Return every entry exactly.

EXERCISE MATERIALS
....

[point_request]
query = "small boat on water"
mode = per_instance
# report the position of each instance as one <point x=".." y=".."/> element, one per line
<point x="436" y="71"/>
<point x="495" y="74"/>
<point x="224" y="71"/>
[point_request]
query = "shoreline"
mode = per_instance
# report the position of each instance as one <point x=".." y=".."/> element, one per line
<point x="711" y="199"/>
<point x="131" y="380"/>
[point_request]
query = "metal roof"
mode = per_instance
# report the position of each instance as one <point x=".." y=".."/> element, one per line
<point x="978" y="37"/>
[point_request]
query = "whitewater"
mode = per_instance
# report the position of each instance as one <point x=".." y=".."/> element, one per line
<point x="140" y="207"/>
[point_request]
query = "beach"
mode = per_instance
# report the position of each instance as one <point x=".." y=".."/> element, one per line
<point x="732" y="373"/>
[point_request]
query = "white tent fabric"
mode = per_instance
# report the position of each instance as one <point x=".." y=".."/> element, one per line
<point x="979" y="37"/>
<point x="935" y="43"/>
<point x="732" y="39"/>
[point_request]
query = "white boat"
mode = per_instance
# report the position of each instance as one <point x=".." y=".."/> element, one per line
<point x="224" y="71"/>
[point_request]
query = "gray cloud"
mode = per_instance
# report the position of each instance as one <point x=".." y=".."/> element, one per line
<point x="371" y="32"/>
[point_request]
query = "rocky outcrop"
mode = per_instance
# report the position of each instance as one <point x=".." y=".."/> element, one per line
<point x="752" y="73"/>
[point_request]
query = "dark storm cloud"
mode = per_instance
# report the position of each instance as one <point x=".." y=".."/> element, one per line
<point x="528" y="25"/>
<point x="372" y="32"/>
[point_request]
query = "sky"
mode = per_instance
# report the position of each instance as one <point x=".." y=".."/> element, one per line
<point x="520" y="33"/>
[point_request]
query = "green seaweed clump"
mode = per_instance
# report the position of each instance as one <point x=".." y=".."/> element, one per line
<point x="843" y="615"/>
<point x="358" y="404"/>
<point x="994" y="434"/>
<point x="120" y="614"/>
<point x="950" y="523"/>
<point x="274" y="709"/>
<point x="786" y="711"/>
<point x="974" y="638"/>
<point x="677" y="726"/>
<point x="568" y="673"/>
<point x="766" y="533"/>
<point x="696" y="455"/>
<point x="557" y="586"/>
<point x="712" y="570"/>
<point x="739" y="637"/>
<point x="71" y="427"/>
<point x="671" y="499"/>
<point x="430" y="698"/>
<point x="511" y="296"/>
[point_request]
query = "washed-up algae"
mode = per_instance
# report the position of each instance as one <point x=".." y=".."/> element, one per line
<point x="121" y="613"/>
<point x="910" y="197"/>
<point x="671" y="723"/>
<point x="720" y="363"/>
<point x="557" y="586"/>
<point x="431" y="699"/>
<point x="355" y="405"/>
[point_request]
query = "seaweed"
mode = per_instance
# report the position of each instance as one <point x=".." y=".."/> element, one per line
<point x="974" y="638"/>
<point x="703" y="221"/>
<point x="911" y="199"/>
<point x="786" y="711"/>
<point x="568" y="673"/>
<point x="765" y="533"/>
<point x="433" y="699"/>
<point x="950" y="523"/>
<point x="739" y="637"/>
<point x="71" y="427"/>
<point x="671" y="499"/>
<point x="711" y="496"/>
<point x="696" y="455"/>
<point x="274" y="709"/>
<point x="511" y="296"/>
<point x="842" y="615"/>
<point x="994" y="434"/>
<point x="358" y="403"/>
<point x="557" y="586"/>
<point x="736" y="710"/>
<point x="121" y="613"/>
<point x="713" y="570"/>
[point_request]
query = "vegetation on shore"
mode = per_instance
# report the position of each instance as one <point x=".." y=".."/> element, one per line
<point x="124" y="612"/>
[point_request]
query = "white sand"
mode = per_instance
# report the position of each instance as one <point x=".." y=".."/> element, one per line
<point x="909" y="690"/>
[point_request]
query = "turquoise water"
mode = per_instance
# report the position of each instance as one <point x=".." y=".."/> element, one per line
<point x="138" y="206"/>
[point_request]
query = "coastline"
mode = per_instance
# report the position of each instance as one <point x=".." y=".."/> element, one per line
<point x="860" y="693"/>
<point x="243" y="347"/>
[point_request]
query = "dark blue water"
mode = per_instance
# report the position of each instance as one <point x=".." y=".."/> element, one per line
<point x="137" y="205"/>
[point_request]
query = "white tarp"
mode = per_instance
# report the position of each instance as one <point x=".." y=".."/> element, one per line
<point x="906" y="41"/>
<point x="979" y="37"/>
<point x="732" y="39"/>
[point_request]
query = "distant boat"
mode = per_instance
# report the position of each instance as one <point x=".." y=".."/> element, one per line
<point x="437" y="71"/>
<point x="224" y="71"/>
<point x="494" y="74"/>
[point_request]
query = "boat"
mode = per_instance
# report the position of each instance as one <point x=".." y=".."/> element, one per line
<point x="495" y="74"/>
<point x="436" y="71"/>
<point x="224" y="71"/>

....

FULL OUTPUT
[point_request]
query = "small boat on water"
mode = per_instance
# report the position of each instance as one <point x=".." y=".."/> element, one per line
<point x="436" y="71"/>
<point x="495" y="74"/>
<point x="224" y="71"/>
[point_request]
query = "shoreline"
mode = per_instance
# report the position of each instance as one <point x=".." y=".."/> element, one per line
<point x="711" y="199"/>
<point x="131" y="380"/>
[point_request]
query = "metal roof"
mode = per_instance
# report the position of each instance as one <point x=".." y=".."/> element, one per line
<point x="978" y="37"/>
[point_request]
query = "whitewater"
mode = per_instance
# report the position of each instance as one <point x=".." y=".."/> element, one per line
<point x="140" y="207"/>
[point_request]
query = "beach"
mode = per_instance
# report the position of each instance as one <point x=".." y=".."/> element, one per line
<point x="732" y="373"/>
[point_request]
query = "white tent fabric"
mode = per_instance
# report the position of each instance as one <point x=".." y=".."/> element, one per line
<point x="979" y="37"/>
<point x="935" y="43"/>
<point x="732" y="39"/>
[point_request]
query = "white boat"
mode = per_instance
# report the position of each instance as one <point x=".." y=".."/> element, one per line
<point x="224" y="71"/>
[point_request]
query = "gray cloud"
mode = per_instance
# report the position of each instance as one <point x=".." y=".."/> element, one per line
<point x="371" y="32"/>
[point_request]
query = "rocky outcrop"
mode = per_instance
# report the position of each instance as one <point x=".." y=".."/> element, one per line
<point x="752" y="73"/>
[point_request]
query = "dark storm cloud"
mode = per_instance
# report the position of each instance as one <point x=".." y=".."/> element, one per line
<point x="528" y="25"/>
<point x="372" y="32"/>
[point_request]
query = "sky"
mode = per_instance
# report the position of each instance as one <point x=".." y=".."/> element, one per line
<point x="520" y="33"/>
[point_request]
query = "green seaweed clump"
mode = per_instance
# report the position of each instance as one <point x=".." y=".."/> element, one per line
<point x="843" y="615"/>
<point x="358" y="404"/>
<point x="994" y="434"/>
<point x="120" y="614"/>
<point x="950" y="523"/>
<point x="274" y="709"/>
<point x="786" y="711"/>
<point x="974" y="638"/>
<point x="677" y="726"/>
<point x="568" y="673"/>
<point x="766" y="533"/>
<point x="696" y="455"/>
<point x="557" y="586"/>
<point x="712" y="570"/>
<point x="739" y="637"/>
<point x="71" y="427"/>
<point x="671" y="499"/>
<point x="430" y="698"/>
<point x="511" y="296"/>
[point_request]
query = "washed-up algae"
mode = per_instance
# report the position of each instance as one <point x=".." y=".."/> element, one per line
<point x="121" y="613"/>
<point x="910" y="197"/>
<point x="671" y="723"/>
<point x="720" y="363"/>
<point x="557" y="586"/>
<point x="431" y="699"/>
<point x="355" y="405"/>
[point_request]
query = "seaweed"
mode = per_instance
# report the position of each instance as one <point x=".." y=".."/> element, one per line
<point x="974" y="638"/>
<point x="703" y="221"/>
<point x="911" y="199"/>
<point x="786" y="711"/>
<point x="568" y="673"/>
<point x="765" y="533"/>
<point x="433" y="699"/>
<point x="950" y="523"/>
<point x="739" y="637"/>
<point x="71" y="427"/>
<point x="671" y="499"/>
<point x="711" y="496"/>
<point x="696" y="455"/>
<point x="274" y="709"/>
<point x="511" y="296"/>
<point x="842" y="615"/>
<point x="994" y="434"/>
<point x="358" y="403"/>
<point x="557" y="586"/>
<point x="736" y="710"/>
<point x="121" y="613"/>
<point x="713" y="570"/>
[point_request]
query = "vegetation on shore"
mode = per_instance
# report the position of each instance as one <point x=".." y=".."/> element, one per line
<point x="124" y="612"/>
[point_request]
query = "white sand"
mode = per_instance
# report the position of each instance as one <point x=".." y=".."/> element, one per line
<point x="909" y="690"/>
[point_request]
query = "turquoise water"
mode = per_instance
# report the position of each instance as one <point x=".." y=".."/> element, one per line
<point x="138" y="206"/>
[point_request]
query = "coastline"
mode = per_instance
# report the position of each instance as one <point x=".." y=".."/> element, one per line
<point x="860" y="693"/>
<point x="243" y="347"/>
[point_request]
query = "dark blue water"
mode = per_instance
# report the position of each instance as one <point x=".." y=".."/> element, one per line
<point x="137" y="205"/>
[point_request]
query = "white tarp"
mode = per_instance
# report the position of each instance as one <point x=".." y=".."/> element, one per line
<point x="906" y="41"/>
<point x="979" y="37"/>
<point x="732" y="39"/>
[point_request]
query = "distant boat"
mode = per_instance
# report the position of each instance as one <point x=".." y=".."/> element, one per line
<point x="437" y="71"/>
<point x="224" y="71"/>
<point x="494" y="74"/>
[point_request]
query = "boat"
mode = per_instance
# report the position of each instance as one <point x=".." y=".."/> element, one per line
<point x="495" y="74"/>
<point x="436" y="71"/>
<point x="224" y="71"/>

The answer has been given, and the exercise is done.